* **SELECTED TEXT**
Motif load was used to address whether TFBSs proximal to transcription start sites (TSS) are more constrained compared to more distant regulatory regions. This was found to be the case in the human, but not in Drosophila. CTCF binding sites in both species were a notable exception, tolerating the lowest mutational load at locations 500bp-1kb from TSS, but not closer to the TSS, suggesting that the putative role of CTCF in establishing chromatin domains is particularly important in proximity of gene promoters.
To gain further insight into the functional effects of TFBS mutations, a dataset was used that mapped human CTCF binding sites across four individuals. TFBS mutations detected in this dataset often did not result in a significant loss of binding, with ∼75% mutated sites retaining at least two thirds of the binding signal. This was particularly prominent at conserved sites (BLS>0.5), 90% of which showed this ‘buffering’ effect. To address whether buffering could be explained solely by the flexibility of CTCF sequence preferences, it was analysed between-allele differences in the PWM score at polymorphic binding sites. As expected, globally CTCF binding signal correlated with the PWM score of the underlying motifs. Consistent with this, alleles with minor differences in PWM match generally had little effect on the binding signal compared to sites with larger PWM score changes, suggesting that the PWM model adequately describes the functional constraints of CTCF binding sites. At the same time, it was found that CTCF binding signals could be maintained even in those cases, where mutations resulted in significant changes of PWM score, particularly at evolutionary conserved sites. A linear interaction model confirmed that the effect of motif mutations on CTCF binding was significantly reduced with increasing conservation. These effects were not due to the presence of additional CTCF motifs (as 96% of bound regions only contained a single motif), while differences between more and less conserved sites could not be explained away by differences in the PWM scores of their major alleles. A CTCF dataset from three additional individuals generated by a different laboratory yielded consistent conclusions, suggesting that our observations were not due to over-fitting.
Taken together, CTCF binding data for multiple individuals show that mutations can be buffered to maintain the levels of binding signal, particularly at highly conserved sites, and this effect cannot be explained solely by the flexibility of CTCF’s sequence consensus. It was asked whether mechanisms potentially accountable for such buffering would also affect the relationship between sequence and binding in the absence of mutations. Training an interaction linear model across the whole set of mapped CTCF binding sites revealed that conservation consistently weakens the relationship between PWM score and the binding intensity. Thus, CTCF binding to evolutionary conserved sites may generally have a reduced dependence on sequence.

* **WORK REQUEST A**
In the text on CTCF binding sites, what share of mutated sites kept at least two thirds of the binding signal?
* **WORK REQUEST B**
Quote the text on CTCF binding sites word for word, starting at the words "Taken together, CTCF" and stopping after "dependence on sequence.".

* **DATA FOR ANALYSIS**
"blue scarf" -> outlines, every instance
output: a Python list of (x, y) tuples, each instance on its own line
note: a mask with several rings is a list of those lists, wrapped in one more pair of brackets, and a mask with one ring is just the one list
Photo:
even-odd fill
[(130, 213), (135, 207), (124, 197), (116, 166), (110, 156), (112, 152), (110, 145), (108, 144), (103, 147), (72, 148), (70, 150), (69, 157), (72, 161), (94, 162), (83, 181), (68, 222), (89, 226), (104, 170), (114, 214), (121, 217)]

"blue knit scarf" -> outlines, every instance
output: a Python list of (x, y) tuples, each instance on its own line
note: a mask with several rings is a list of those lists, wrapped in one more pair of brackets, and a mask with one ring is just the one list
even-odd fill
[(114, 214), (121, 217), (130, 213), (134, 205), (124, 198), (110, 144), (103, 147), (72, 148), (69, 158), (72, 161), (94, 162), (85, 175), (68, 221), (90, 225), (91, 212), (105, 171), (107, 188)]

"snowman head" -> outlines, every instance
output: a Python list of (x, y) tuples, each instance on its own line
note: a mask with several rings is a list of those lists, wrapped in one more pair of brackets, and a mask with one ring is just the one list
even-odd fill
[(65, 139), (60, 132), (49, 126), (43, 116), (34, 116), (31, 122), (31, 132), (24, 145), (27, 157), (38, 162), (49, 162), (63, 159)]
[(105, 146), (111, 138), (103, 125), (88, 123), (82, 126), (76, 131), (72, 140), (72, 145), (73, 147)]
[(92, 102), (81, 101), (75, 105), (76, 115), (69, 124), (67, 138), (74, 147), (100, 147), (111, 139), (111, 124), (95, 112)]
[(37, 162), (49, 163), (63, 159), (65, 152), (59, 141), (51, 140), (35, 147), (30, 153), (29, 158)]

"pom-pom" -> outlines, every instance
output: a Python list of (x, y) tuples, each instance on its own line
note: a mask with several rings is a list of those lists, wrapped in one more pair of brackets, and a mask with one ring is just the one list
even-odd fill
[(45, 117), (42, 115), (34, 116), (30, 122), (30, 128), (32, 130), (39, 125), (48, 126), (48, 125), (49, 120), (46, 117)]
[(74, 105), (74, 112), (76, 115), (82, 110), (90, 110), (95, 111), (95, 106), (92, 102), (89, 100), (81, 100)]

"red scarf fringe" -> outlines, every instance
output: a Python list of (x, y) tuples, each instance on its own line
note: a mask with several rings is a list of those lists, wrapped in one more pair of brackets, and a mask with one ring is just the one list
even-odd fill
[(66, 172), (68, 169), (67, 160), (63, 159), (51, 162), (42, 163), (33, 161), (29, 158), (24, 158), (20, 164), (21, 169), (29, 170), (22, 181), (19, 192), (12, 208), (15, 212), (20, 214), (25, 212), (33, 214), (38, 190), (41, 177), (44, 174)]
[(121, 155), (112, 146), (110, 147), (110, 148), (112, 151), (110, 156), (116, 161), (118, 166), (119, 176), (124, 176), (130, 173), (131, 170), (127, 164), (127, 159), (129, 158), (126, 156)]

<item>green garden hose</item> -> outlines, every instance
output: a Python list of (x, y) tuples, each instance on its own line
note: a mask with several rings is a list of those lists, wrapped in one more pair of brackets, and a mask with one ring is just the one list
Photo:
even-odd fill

* **WORKED SOLUTION A**
About 75% of mutated sites.

* **WORKED SOLUTION B**
Taken together, CTCF binding data for multiple individuals show that mutations can be buffered to maintain the levels of binding signal, particularly at highly conserved sites, and this effect cannot be explained solely by the flexibility of CTCF’s sequence consensus. It was asked whether mechanisms potentially accountable for such buffering would also affect the relationship between sequence and binding in the absence of mutations. Training an interaction linear model across the whole set of mapped CTCF binding sites revealed that conservation consistently weakens the relationship between PWM score and the binding intensity. Thus, CTCF binding to evolutionary conserved sites may generally have a reduced dependence on sequence.